• PROBLEM TO WORK ON:
Write out, precisely and in full, each line of the material.

• Lines of data:
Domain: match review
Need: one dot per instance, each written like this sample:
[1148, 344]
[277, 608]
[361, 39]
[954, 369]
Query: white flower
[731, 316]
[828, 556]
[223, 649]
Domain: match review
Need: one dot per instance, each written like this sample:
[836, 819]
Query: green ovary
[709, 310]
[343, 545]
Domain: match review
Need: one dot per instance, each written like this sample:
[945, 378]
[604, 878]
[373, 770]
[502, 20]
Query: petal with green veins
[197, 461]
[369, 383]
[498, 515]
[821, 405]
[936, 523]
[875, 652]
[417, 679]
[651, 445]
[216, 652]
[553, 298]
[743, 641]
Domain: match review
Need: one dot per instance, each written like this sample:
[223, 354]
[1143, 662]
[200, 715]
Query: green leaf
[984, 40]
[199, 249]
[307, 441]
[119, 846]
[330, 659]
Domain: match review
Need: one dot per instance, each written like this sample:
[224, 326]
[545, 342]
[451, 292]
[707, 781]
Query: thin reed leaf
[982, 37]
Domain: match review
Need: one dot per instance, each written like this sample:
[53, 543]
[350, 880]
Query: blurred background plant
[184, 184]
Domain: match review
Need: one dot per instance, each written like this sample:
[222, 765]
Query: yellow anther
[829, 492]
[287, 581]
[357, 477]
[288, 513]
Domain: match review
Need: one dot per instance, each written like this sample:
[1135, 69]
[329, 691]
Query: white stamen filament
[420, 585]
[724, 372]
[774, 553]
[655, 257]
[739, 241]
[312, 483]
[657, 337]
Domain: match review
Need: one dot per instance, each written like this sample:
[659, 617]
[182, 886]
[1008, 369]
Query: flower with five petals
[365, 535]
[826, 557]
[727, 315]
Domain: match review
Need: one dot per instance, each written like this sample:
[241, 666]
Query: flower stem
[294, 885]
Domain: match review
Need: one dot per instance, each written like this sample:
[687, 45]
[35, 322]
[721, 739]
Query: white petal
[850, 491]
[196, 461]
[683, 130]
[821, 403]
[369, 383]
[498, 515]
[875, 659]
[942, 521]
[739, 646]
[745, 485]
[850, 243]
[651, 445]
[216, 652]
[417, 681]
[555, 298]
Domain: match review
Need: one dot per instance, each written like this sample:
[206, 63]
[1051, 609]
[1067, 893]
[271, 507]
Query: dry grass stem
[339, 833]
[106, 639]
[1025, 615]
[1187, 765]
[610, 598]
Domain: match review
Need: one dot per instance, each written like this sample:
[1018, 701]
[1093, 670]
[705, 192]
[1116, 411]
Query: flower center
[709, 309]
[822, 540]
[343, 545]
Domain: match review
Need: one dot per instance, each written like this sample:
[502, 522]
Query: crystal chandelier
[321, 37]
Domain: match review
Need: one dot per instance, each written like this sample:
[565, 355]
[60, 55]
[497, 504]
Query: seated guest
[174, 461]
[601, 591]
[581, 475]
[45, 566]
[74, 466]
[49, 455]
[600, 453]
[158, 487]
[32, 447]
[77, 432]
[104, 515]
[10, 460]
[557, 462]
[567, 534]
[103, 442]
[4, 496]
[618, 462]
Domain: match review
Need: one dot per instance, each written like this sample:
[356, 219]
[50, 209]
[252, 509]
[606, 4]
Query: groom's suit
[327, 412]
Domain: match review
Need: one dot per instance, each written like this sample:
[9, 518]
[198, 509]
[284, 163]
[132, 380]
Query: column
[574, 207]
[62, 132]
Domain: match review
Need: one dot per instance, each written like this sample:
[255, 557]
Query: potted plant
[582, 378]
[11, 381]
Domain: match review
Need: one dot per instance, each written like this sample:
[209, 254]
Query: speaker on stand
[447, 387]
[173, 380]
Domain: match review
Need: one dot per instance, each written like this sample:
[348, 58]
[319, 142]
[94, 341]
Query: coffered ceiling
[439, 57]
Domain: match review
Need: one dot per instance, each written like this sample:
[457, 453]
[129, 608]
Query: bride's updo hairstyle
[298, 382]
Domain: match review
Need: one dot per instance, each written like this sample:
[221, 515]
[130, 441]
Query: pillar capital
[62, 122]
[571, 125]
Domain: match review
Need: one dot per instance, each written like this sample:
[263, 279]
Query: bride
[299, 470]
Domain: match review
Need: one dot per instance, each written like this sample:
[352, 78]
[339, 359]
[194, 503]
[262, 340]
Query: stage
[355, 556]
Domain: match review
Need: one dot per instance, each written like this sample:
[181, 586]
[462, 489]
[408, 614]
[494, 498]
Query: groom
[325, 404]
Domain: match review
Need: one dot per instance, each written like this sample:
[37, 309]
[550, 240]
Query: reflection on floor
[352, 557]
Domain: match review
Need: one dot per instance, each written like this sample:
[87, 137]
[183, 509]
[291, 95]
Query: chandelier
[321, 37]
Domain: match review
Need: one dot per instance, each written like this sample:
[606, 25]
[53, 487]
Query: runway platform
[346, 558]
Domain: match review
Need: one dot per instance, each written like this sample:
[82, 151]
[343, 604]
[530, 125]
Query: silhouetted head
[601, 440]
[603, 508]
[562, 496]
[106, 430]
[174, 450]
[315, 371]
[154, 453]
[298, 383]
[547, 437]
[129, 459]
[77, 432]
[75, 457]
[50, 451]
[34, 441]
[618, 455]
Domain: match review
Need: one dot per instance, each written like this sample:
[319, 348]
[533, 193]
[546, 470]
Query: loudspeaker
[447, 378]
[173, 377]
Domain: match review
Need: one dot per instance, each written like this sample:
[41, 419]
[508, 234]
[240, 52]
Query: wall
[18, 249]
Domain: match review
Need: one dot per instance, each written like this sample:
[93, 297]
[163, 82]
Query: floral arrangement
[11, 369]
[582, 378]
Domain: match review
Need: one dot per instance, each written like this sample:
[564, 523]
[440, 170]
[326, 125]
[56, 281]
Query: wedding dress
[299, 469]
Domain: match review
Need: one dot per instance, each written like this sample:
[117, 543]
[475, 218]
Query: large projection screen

• EXERCISE SOLUTION:
Domain: match review
Need: one dot per instance, each written like this sample:
[1148, 344]
[277, 608]
[361, 39]
[954, 369]
Query: white flower
[731, 316]
[828, 556]
[223, 649]
Domain: match review
Need: one dot per instance, each written like this sample:
[836, 819]
Query: green ovary
[709, 310]
[343, 545]
Domain: match review
Need: one dot per instance, each written like this sample:
[945, 378]
[604, 878]
[373, 770]
[502, 20]
Query: petal with green veins
[197, 461]
[369, 383]
[498, 515]
[821, 405]
[936, 523]
[875, 652]
[417, 679]
[651, 445]
[216, 652]
[553, 298]
[743, 641]
Domain: match review
Need: one dot per instance, each written like this sample:
[223, 354]
[1143, 662]
[200, 715]
Query: green leaf
[984, 40]
[199, 249]
[307, 441]
[119, 846]
[330, 659]
Domain: match review
Need: one dot per instance, each written like this sample:
[224, 326]
[545, 342]
[451, 292]
[707, 781]
Query: thin reed leaf
[982, 37]
Domain: match review
Need: one dot per instance, each written like this sample:
[53, 543]
[350, 880]
Query: blurred background plant
[184, 184]
Domain: match review
Need: one dot per instance, each written like this sample:
[222, 765]
Query: yellow anther
[829, 492]
[287, 581]
[357, 477]
[288, 513]
Domain: match review
Need: one dot per instance, each written like this sample:
[1135, 69]
[329, 691]
Query: white stamen filament
[420, 585]
[724, 372]
[774, 553]
[655, 257]
[739, 241]
[312, 483]
[657, 337]
Domain: match review
Need: one dot per instance, each written like this sample:
[659, 617]
[182, 886]
[1008, 369]
Query: flower with five petals
[365, 535]
[826, 557]
[727, 315]
Domain: match review
Need: one dot per instance, each written like this sample:
[241, 666]
Query: flower stem
[294, 885]
Domain: match review
Need: one dot per instance, each written like this sample:
[687, 45]
[35, 322]
[721, 739]
Query: white petal
[850, 491]
[196, 461]
[683, 130]
[821, 403]
[369, 383]
[498, 515]
[875, 659]
[942, 521]
[739, 646]
[745, 485]
[850, 243]
[651, 445]
[216, 652]
[417, 681]
[555, 298]
Domain: match review
Need: one dot per instance, each written like this sample:
[206, 63]
[1051, 609]
[1067, 893]
[271, 507]
Query: dry grass stem
[339, 833]
[106, 639]
[1025, 615]
[1187, 765]
[610, 598]
Domain: match review
Need: one dot per instance, each written like this sample:
[1018, 701]
[1093, 670]
[705, 192]
[1116, 411]
Query: flower center
[709, 309]
[822, 540]
[343, 545]
Domain: match review
Need: one dot per instance, each written like this sample:
[502, 522]
Query: crystal chandelier
[321, 37]
Domain: match review
Need: one dot per instance, each written like this sample:
[565, 355]
[60, 55]
[497, 504]
Query: seated guest
[174, 461]
[601, 591]
[581, 475]
[45, 566]
[74, 466]
[49, 455]
[600, 453]
[158, 487]
[32, 447]
[77, 432]
[104, 515]
[10, 460]
[557, 462]
[567, 534]
[103, 442]
[4, 496]
[618, 462]
Domain: match review
Need: one dot per instance, each written like this sample:
[356, 219]
[50, 209]
[252, 509]
[606, 4]
Query: groom's suit
[327, 412]
Domain: match review
Need: one dot per instance, each written like this sample:
[9, 518]
[198, 509]
[284, 163]
[132, 380]
Query: column
[574, 207]
[62, 132]
Domain: match review
Need: one dot per instance, each written like this sample:
[255, 557]
Query: potted plant
[582, 378]
[11, 381]
Domain: match review
Need: one dot per instance, each written like this sample:
[209, 254]
Query: speaker on stand
[447, 387]
[173, 380]
Domain: match review
Need: one dot per instance, each written like this sample:
[348, 58]
[319, 142]
[94, 341]
Query: coffered ceiling
[439, 57]
Domain: match review
Need: one dot per instance, each written like this sample:
[457, 453]
[129, 608]
Query: bride's updo hairstyle
[298, 382]
Domain: match review
Need: one dot per instance, each written like this sample:
[221, 515]
[130, 441]
Query: pillar capital
[62, 122]
[571, 125]
Domain: match review
Need: one dot per instance, each written like this sample:
[263, 279]
Query: bride
[299, 470]
Domain: match review
Need: one dot per instance, each written like this sample:
[352, 78]
[339, 359]
[194, 503]
[262, 340]
Query: stage
[355, 556]
Domain: match review
Need: one dot per instance, each written like this sample:
[181, 586]
[462, 489]
[408, 614]
[494, 498]
Query: groom
[325, 404]
Domain: match review
Need: one dot per instance, each written like this sample:
[37, 309]
[550, 240]
Query: reflection on floor
[352, 557]
Domain: match review
Need: one dot per instance, each written like this sample:
[87, 137]
[183, 509]
[291, 95]
Query: chandelier
[321, 37]
Domain: match review
Need: one dot per instance, each written like this sample:
[606, 25]
[53, 487]
Query: runway platform
[346, 558]
Domain: match review
Need: one dot per instance, each written like this sample:
[82, 151]
[343, 604]
[530, 125]
Query: silhouetted head
[601, 440]
[603, 508]
[562, 496]
[106, 430]
[174, 450]
[315, 371]
[154, 453]
[298, 383]
[547, 437]
[129, 459]
[77, 432]
[75, 457]
[50, 451]
[34, 441]
[618, 455]
Domain: match review
Need: one dot per instance, each written like this sample:
[319, 348]
[533, 193]
[546, 470]
Query: loudspeaker
[447, 378]
[173, 377]
Domain: match review
Need: one dot per instance, each written like this sample:
[41, 419]
[508, 234]
[240, 52]
Query: wall
[18, 249]
Domain: match review
Need: one dot per instance, each written like this sample:
[93, 297]
[163, 82]
Query: floral arrangement
[11, 369]
[582, 378]
Domain: match review
Need: one dot per instance, each written like this sample:
[564, 523]
[440, 170]
[326, 125]
[56, 281]
Query: wedding dress
[299, 469]
Domain: match review
Need: one dot per instance, each written like this sample:
[117, 543]
[475, 218]
Query: large projection screen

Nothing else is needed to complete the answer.